### 점 기반 주석 데이터
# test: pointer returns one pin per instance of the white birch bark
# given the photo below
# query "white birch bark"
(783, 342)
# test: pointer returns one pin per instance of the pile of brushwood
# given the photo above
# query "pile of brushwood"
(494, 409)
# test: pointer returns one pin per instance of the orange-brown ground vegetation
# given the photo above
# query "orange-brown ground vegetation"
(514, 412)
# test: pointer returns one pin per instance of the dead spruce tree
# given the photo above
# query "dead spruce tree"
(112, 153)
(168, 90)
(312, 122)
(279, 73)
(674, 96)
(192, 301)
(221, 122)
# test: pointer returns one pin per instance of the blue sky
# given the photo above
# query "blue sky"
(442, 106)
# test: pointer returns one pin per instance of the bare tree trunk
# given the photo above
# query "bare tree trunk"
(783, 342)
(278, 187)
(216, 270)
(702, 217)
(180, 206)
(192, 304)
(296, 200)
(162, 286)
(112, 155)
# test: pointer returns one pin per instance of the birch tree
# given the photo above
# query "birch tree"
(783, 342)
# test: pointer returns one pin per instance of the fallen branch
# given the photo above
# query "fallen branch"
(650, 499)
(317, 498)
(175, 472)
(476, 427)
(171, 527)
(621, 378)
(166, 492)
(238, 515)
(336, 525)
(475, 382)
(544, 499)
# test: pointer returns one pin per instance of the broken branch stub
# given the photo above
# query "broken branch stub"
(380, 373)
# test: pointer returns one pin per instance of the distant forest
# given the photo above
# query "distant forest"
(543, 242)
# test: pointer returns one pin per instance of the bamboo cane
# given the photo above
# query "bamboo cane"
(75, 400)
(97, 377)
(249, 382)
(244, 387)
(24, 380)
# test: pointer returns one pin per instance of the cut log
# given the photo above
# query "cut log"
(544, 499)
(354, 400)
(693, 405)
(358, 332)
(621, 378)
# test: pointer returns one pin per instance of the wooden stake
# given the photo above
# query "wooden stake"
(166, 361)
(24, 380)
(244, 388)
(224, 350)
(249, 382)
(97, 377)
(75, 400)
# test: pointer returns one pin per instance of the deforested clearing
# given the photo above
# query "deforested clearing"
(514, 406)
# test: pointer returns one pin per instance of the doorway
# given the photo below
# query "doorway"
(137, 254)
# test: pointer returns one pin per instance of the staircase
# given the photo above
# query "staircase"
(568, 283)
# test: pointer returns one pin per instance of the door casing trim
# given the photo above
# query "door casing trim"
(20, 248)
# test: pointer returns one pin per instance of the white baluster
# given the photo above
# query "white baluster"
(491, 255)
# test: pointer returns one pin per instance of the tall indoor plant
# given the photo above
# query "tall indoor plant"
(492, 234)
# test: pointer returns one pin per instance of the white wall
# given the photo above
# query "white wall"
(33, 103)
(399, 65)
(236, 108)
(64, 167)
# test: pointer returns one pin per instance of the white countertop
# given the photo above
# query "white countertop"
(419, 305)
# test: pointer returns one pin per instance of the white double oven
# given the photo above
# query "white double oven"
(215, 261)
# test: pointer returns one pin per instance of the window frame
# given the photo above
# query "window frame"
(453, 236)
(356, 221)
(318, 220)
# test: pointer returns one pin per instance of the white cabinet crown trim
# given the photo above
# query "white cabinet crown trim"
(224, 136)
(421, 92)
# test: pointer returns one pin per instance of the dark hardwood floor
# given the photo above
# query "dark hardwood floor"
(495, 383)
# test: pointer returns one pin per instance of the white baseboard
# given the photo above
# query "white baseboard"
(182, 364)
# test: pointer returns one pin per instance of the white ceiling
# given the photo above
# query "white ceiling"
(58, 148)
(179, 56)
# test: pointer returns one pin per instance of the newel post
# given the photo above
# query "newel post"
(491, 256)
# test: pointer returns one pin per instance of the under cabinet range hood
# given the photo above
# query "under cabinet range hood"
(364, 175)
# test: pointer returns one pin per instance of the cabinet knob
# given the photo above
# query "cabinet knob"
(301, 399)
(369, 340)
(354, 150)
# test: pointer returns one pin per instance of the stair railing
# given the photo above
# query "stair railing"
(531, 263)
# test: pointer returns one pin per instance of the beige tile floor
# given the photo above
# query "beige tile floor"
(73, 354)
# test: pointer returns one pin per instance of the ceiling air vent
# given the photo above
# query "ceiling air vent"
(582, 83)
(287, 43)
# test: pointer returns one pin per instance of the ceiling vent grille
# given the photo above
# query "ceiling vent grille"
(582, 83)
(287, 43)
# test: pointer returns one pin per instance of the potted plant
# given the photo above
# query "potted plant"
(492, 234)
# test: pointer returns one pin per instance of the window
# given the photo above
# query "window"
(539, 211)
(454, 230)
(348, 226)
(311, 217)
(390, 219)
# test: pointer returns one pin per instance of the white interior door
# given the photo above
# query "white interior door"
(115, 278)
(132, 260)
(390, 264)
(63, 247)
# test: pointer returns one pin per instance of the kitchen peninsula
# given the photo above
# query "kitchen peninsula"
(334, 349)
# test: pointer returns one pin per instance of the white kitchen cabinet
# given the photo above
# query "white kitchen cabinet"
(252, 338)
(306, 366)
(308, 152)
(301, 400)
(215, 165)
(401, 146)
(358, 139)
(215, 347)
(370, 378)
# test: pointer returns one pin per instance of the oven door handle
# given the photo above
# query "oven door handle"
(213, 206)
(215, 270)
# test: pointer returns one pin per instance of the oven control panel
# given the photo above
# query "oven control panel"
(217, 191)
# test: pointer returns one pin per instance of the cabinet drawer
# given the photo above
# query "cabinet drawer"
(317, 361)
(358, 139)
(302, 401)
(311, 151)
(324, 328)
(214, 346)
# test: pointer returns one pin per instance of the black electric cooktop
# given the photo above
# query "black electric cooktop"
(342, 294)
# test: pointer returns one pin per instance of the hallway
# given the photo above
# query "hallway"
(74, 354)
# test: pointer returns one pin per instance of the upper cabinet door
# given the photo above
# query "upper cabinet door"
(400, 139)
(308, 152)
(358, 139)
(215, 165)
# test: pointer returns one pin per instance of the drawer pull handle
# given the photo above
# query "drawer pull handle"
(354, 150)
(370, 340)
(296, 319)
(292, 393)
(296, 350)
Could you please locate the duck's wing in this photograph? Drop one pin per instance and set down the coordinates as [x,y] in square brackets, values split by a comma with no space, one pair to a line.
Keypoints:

==

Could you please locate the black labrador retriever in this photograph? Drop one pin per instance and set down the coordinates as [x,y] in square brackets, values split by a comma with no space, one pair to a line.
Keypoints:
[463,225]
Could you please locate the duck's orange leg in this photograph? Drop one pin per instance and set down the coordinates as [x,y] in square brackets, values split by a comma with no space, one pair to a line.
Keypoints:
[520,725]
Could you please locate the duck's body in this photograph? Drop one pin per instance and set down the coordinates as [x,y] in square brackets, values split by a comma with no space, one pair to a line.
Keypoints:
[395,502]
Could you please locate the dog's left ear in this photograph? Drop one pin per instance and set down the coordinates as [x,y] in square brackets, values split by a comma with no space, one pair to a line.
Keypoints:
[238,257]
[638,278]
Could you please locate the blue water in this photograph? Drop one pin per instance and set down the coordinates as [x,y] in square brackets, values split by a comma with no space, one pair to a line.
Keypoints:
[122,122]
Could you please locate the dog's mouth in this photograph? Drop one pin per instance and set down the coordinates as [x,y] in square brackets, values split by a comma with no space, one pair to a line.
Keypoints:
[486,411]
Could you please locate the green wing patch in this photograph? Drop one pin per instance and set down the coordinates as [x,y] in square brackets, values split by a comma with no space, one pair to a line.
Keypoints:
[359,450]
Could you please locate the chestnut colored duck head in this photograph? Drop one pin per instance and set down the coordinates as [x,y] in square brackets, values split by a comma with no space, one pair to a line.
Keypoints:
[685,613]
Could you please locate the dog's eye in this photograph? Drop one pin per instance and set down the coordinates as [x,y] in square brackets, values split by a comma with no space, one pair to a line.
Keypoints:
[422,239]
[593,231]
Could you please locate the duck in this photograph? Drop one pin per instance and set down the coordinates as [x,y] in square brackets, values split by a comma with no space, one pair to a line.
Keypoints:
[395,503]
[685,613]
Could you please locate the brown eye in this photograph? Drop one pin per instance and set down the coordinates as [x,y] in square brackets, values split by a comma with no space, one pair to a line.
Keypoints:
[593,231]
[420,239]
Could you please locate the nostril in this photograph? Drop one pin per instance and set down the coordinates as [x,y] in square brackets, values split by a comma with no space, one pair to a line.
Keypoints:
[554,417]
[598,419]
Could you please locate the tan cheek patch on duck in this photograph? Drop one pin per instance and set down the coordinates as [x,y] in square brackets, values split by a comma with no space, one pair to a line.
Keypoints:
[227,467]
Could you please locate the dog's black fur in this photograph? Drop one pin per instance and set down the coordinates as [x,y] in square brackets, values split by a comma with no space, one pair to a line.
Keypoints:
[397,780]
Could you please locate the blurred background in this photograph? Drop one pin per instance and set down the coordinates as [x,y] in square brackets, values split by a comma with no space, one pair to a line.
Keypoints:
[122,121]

### 과제 설명
위 데이터에서 "dark"라는 단어가 포함된 행을 모두 골라 그대로 옮겨 적으십시오.

### 결과
# test: pointer returns one pin per instance of the dark hardwood floor
# query "dark hardwood floor"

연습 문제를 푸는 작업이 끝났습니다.